+++ TEXT BLOCK
YES WE ALL LIKE THE NAME,SO YOU CAN GO AHEAD NOW :hello1: yOU HAVE OUR BLESSINGS


----------



## lynx8456 (Feb 26, 2009)

Therese I am so happy for you ,Jerry and Tabitha....can't wait for more pics too.
Madeline is lovely


----------



## Maleighchi (Jan 6, 2008)

Oh wow!! Congrats!!! I'm so happy for you!! Hope you will be posting LOTS AND LOTS of photos!


----------



## Waiushaoting (Jun 6, 2009)

How super adorable! I am very excited for you guys! I can't wait to see more pictures.


----------



## TwilightGirlKay (Nov 23, 2009)

Aw so cute!! I still haven't got one *sad face*


----------



## Chiboymom (Jul 8, 2009)

Wow...I have been absent for a while and didn't know you were getting a new girl. She is beautiful. I can't wait to see more pics when she comes home.


----------



## huskyluv (Oct 24, 2008)

Do you have a pick up date yet? Ooo the suspense!


----------



## Guess (Sep 23, 2009)

Congrats!!! Super cute little lady! A very nice name you've chosen as well!!
++++++
• **WORK TO DO**:
Copy the part of the thread that opens with the words "## Chiboymom (Jul" and closes with "(Oct 24, 2008)", substituting "gorgeous" for "beautiful".
+++ MATERIAL PROVIDED
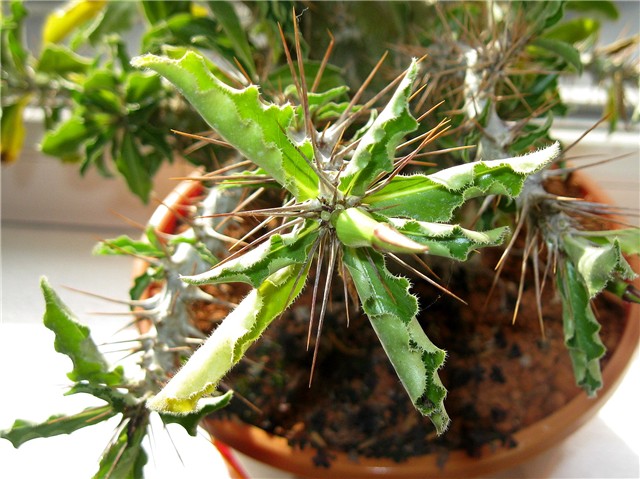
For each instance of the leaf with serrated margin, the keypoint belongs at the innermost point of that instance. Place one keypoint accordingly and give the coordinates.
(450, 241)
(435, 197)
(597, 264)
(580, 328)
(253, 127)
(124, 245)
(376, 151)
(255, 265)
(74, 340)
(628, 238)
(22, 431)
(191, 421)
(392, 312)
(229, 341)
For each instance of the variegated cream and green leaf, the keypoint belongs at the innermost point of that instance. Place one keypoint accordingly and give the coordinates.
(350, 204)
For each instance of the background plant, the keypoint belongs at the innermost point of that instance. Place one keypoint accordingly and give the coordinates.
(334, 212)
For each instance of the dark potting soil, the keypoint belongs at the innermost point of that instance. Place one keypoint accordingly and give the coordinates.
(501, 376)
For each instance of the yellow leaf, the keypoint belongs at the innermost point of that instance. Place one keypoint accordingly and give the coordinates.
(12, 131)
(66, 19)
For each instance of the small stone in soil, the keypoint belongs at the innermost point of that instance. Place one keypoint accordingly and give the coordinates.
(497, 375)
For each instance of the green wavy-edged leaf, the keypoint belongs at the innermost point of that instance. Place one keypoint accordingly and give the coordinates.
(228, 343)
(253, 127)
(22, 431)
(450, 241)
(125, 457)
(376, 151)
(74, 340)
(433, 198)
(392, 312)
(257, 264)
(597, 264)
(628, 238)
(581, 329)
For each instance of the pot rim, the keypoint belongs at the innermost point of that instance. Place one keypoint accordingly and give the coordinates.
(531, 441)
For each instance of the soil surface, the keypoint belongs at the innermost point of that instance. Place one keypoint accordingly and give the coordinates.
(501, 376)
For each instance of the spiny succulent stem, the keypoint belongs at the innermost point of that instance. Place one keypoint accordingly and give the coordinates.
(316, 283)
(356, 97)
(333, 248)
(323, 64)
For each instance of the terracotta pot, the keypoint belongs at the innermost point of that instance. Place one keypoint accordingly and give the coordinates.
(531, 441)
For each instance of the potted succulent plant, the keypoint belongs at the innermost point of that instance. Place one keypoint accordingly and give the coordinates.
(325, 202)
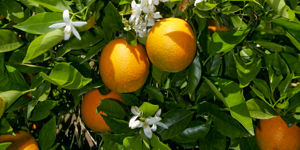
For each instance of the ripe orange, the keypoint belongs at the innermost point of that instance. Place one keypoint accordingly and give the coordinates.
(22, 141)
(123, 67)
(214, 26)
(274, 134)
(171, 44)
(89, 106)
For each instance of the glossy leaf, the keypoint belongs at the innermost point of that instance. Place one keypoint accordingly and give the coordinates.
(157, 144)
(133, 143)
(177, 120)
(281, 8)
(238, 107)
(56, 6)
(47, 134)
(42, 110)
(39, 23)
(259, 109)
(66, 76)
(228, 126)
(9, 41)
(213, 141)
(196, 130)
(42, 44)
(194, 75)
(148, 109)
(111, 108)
++++++
• **EXERCISE RESPONSE**:
## Chiboymom (Jul 8, 2009)

Wow...I have been absent for a while and didn't know you were getting a new girl. She is gorgeous. I can't wait to see more pics when she comes home.


----------



## huskyluv (Oct 24, 2008)